**Your instructions**
An exact retyping of all lines below is the answer; pictures do not belong in it.
▼▼▼
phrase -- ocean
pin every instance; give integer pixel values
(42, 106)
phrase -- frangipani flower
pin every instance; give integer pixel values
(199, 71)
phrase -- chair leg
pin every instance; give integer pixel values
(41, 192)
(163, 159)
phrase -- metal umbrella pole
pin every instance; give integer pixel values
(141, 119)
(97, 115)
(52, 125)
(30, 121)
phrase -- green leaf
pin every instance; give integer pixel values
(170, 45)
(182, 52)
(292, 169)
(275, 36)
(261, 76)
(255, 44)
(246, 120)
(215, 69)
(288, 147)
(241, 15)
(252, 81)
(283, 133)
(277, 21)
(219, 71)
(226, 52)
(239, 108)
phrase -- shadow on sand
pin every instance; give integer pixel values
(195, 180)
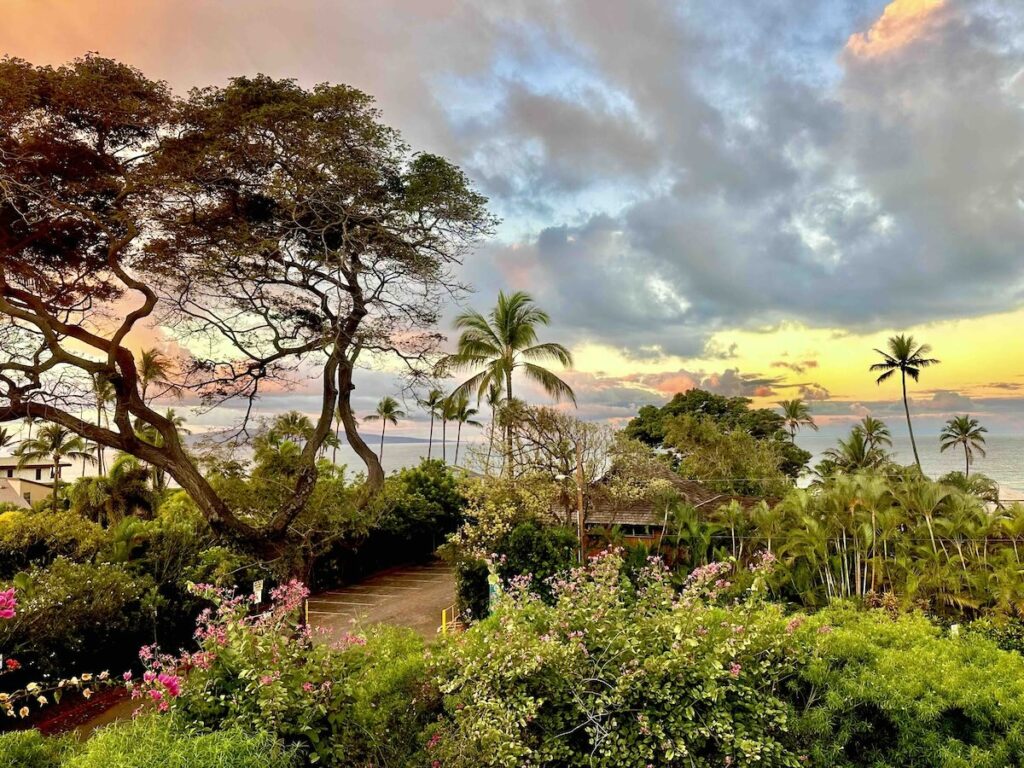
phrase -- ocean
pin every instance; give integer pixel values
(1004, 462)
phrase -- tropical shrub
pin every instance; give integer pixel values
(32, 750)
(29, 539)
(611, 674)
(887, 691)
(155, 742)
(349, 702)
(76, 616)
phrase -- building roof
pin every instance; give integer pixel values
(9, 496)
(603, 511)
(12, 461)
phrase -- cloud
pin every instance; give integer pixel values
(667, 172)
(797, 367)
(901, 23)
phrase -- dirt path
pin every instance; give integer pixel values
(410, 596)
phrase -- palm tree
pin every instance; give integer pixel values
(432, 403)
(907, 357)
(462, 414)
(102, 392)
(387, 412)
(851, 455)
(124, 492)
(797, 415)
(294, 426)
(55, 442)
(963, 430)
(502, 342)
(875, 431)
(154, 368)
(494, 400)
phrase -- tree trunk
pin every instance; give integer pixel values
▲▲▲
**Written solution**
phrase -- ocean
pin every instance; give integer pixel values
(42, 106)
phrase -- frangipani flower
pin every instance; give integer pixel values
(199, 71)
phrase -- chair leg
pin every instance; give integer pixel values
(41, 192)
(163, 159)
phrase -- metal umbrella pole
pin every instance; give integer pixel values
(141, 119)
(97, 115)
(52, 125)
(30, 121)
phrase -- green leaf
pin every instance; give integer pixel values
(170, 45)
(182, 52)
(292, 169)
(275, 36)
(261, 76)
(255, 44)
(246, 120)
(215, 69)
(288, 147)
(241, 15)
(252, 81)
(283, 133)
(277, 21)
(219, 71)
(226, 52)
(239, 108)
phrase -- shadow on sand
pin every instance; give integer pixel values
(195, 180)
phrase -- ocean
pin every instance; give integer pixel values
(1004, 462)
phrase -- tropical shrub
pin every instance; give integer pixel values
(32, 750)
(29, 539)
(611, 674)
(887, 691)
(155, 742)
(349, 702)
(76, 616)
phrase -- building roof
pin every instance; give integer pixel values
(9, 496)
(603, 511)
(12, 461)
phrase -- cloud
pin every instance; give integer pixel values
(667, 172)
(797, 367)
(901, 23)
phrase -- dirt path
pin every instance; give integer pixel values
(410, 596)
phrase -- palm tree
pin every instance; give integer pixel values
(432, 403)
(907, 357)
(462, 414)
(102, 392)
(387, 412)
(851, 455)
(124, 492)
(797, 415)
(294, 426)
(55, 442)
(963, 430)
(502, 342)
(875, 431)
(154, 368)
(494, 400)
phrase -- tree trunk
pin every instance; give integer pixel values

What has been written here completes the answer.